### Texto dado
»»

Após 10 dias de julgamento e quase nove anos de espera, o Tribunal do Júri do Foro Central de Porto Alegre condenou pela morte de 242 pessoas os quatro réus acusados do incêndio da boate Kiss: Elissandro Callegaro Spohr, Mauro Lodeiro Hoffmann, Marcelo de Jesus dos Santos e Luciano Augusto Bonilha Leão.
A sentença começou a ser lida na tarde desta
sexta-feira (10/12).
O incêndio na madrugada de 27 de janeiro
de 2013 em Santa Maria, na Região Central do Rio Grande do Sul, deixou 242
pessoas mortas e outras 636 feridas.
As vítimas, em sua maioria, eram jovens
estudantes com idades entre 17 e 30 anos, moradores da cidade universitária.
A justiça decretou as seguintes
condenações:
O cumprimento da pena se daria em regime
fechado e, por ser superior a 15 anos, seria executada de forma provisória.
A prisão dos quatro foi decretada pelo
magistrado.
No entanto, Faccini Neto recebeu a
comunicação de que o Tribunal de Justiça concedeu um habeas corpus preventivo
em favor de um dos réus, o que fez suspender a execução da pena dos quatro.
Portanto, nenhum deles foi preso.

««

### Material exibido

»»

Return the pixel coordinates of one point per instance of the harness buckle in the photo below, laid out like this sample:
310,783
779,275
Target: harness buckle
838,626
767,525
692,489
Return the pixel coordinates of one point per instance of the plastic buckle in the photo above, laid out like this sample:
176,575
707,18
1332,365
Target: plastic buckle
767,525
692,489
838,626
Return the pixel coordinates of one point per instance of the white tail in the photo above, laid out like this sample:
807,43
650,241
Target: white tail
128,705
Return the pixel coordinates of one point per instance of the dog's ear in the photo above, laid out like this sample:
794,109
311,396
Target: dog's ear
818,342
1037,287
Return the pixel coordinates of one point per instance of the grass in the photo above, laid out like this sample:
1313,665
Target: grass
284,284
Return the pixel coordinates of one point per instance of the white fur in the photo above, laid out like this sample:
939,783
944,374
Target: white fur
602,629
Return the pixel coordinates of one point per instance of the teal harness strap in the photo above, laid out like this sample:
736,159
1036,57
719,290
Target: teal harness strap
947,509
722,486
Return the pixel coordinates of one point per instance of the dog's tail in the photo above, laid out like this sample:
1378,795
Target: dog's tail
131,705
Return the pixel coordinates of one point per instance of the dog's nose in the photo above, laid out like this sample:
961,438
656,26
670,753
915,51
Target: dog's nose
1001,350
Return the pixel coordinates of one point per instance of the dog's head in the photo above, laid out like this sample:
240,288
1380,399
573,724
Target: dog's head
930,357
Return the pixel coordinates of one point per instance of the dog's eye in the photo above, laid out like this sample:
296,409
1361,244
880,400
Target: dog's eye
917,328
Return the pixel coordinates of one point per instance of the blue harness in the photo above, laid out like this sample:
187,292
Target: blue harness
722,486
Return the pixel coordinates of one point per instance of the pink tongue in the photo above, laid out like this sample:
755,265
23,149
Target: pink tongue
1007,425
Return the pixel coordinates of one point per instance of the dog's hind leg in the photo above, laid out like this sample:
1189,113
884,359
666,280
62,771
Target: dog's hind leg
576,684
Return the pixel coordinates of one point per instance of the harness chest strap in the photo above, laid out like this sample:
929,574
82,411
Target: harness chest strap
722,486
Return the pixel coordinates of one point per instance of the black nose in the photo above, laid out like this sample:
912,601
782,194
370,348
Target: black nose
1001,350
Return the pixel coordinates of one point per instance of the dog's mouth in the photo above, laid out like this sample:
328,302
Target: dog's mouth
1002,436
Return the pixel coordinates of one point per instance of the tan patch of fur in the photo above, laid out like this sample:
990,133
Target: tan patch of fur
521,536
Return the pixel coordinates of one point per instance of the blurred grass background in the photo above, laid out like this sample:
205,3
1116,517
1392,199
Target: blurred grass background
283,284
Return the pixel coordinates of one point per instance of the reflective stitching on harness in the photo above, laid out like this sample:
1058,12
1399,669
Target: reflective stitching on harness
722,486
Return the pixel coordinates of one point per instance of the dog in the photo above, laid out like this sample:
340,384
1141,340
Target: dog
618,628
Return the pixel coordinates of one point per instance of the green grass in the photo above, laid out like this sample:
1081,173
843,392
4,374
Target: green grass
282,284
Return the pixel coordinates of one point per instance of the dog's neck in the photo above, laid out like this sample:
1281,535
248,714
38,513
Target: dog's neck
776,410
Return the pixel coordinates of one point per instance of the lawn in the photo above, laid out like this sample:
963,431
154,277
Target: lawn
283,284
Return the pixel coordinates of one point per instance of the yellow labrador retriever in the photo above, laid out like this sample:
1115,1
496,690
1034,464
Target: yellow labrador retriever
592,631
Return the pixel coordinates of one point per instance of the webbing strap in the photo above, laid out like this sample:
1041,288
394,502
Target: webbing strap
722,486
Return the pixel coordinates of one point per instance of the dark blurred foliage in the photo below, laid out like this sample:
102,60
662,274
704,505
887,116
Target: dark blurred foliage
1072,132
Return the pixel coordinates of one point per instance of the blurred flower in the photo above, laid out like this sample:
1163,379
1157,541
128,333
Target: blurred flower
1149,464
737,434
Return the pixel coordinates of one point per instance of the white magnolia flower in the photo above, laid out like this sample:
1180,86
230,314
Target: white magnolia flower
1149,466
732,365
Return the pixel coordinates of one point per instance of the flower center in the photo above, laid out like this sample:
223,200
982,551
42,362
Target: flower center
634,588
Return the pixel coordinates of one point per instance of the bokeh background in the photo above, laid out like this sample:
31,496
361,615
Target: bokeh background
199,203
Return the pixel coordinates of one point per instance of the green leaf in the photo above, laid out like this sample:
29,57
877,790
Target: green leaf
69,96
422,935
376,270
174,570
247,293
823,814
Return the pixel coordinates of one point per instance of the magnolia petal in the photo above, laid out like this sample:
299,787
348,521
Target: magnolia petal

««

### Tarefa curta 1
Extraia do texto sobre o julgamento da boate Kiss, sem mudar nada, o trecho que vai de "A sentença começou" até "outras 636 feridas.".
### Tarefa curta 2
Quais são os nomes completos dos réus condenados, segundo o texto sobre o julgamento da boate Kiss?

### Resposta 1
A sentença começou a ser lida na tarde desta
sexta-feira (10/12).
O incêndio na madrugada de 27 de janeiro
de 2013 em Santa Maria, na Região Central do Rio Grande do Sul, deixou 242
pessoas mortas e outras 636 feridas.

### Resposta 2
Elissandro Callegaro Spohr
Mauro Lodeiro Hoffmann
Marcelo de Jesus dos Santos
Luciano Augusto Bonilha Leão